• _PROMPT_
Reproduce word for word the lines of the listing from the line with "the stone pedestal" through the line with "Query: stone pedestal base", including both of those lines.

• _DATA PROVIDED_
═══

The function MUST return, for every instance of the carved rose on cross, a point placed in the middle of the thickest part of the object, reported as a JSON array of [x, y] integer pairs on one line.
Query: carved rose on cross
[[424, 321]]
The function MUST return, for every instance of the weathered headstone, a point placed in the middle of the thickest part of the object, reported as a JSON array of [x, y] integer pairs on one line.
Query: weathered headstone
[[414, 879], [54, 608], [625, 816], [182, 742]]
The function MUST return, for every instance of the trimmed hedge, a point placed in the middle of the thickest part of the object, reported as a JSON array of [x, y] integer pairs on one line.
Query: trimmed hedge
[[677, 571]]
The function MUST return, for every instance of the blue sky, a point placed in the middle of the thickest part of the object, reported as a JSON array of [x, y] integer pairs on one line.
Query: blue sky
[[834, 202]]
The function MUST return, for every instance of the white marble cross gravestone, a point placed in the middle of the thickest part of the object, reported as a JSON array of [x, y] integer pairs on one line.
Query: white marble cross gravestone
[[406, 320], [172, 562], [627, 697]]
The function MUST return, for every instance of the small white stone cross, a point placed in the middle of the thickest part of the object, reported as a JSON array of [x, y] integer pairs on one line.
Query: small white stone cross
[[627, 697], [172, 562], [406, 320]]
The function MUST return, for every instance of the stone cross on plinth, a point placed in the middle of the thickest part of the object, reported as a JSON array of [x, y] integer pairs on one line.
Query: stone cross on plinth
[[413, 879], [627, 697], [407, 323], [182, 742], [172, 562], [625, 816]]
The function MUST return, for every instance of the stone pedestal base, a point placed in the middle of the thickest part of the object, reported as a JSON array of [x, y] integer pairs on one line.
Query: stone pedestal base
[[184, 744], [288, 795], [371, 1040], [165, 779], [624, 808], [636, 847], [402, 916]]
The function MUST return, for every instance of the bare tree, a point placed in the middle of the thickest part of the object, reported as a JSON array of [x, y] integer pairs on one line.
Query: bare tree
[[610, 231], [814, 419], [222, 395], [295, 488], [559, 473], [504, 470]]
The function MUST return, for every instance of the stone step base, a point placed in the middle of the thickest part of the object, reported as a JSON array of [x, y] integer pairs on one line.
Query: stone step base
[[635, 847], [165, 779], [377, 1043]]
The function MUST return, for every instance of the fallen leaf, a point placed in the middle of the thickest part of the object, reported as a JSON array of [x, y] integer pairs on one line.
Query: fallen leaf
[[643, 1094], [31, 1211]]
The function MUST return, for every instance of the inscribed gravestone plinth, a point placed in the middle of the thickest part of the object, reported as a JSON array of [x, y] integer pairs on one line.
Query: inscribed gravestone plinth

═══

• _WRITTEN SOLUTION_
The function MUST return, for every instance of the stone pedestal base, a point placed in the middle of the thickest part of the object, reported as a JSON array of [x, y] integer pairs on one line.
Query: stone pedestal base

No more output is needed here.